*Exercises*
1. Summarize the article on Office 365 in two sentences.
2. Answer these questions from the article on Office 365:
(a) In how many business markets is the package set to begin testing?
(b) What position does Kurt DelBene hold?
(c) What kind of company does DelBene say can reduce costs with Office 365?

Looks like Microsoft’s ubiquitous productivity software is about to be going into the cloud, as Office 365 has been announced for testing with global availability planned for sometime next year.
Not to be confused with the free Office Web Apps that allow basic editing of files using lightweight online versions of OneNote, Word and Excel, Office 365 is intended to be a full cloud-based Office productivity environment.
Microsoft worked closely with existing customers to develop Office 365, resulting in a cloud service that is designed to meet a wide range of customer needs.
The Office 365 package – currently set to begin testing in 13 business markets – includes SharePoint, Lync Online, Exchange and the Office System itself (or business-targeted versions of the Office Web Apps for individual professionals and small businesses) in a constantly-updated online environment for any commonly-used device and web browser combination no matter where you go. According to Microsoft Office Division president Kurt DelBene, “Office 365 is the best of everything we know about productivity, all in a single cloud service.”
DelBene continues to say that ”With Office 365, your local bakery can get enterprise-caliber software and services for the first time, while a multinational pharmaceutical company can reduce costs and more easily stay current with the latest innovations. People can focus on their business, while we and our partners take care of the technology.”

*Listed records*

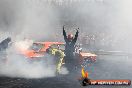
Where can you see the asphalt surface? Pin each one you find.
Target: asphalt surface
(106, 67)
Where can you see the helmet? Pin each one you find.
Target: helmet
(70, 36)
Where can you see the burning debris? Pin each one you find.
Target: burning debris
(5, 43)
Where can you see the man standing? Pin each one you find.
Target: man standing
(70, 43)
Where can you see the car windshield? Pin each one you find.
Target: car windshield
(36, 47)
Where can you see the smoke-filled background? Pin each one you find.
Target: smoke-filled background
(107, 21)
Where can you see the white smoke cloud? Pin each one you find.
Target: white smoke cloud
(16, 64)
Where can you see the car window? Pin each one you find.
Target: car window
(36, 47)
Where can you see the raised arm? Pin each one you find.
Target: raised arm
(76, 36)
(64, 34)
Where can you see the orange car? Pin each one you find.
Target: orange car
(38, 49)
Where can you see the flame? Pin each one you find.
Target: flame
(84, 74)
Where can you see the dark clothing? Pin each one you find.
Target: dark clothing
(70, 45)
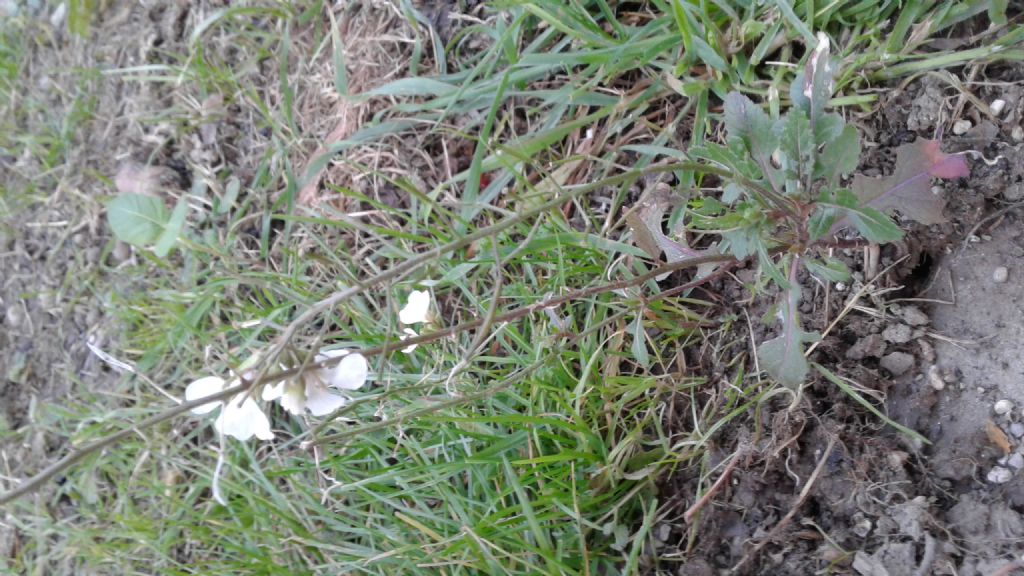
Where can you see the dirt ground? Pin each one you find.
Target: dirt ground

*Task-by-task outputs*
1. Microsoft has announced Office 365 for testing, with global availability planned for next year. Unlike the free Office Web Apps, it is meant to be a full cloud-based Office productivity environment that includes SharePoint, Lync Online, Exchange and the Office System, and it will begin testing in 13 business markets.

2.
(a) 13
(b) He is president of the Microsoft Office Division.
(c) A multinational pharmaceutical company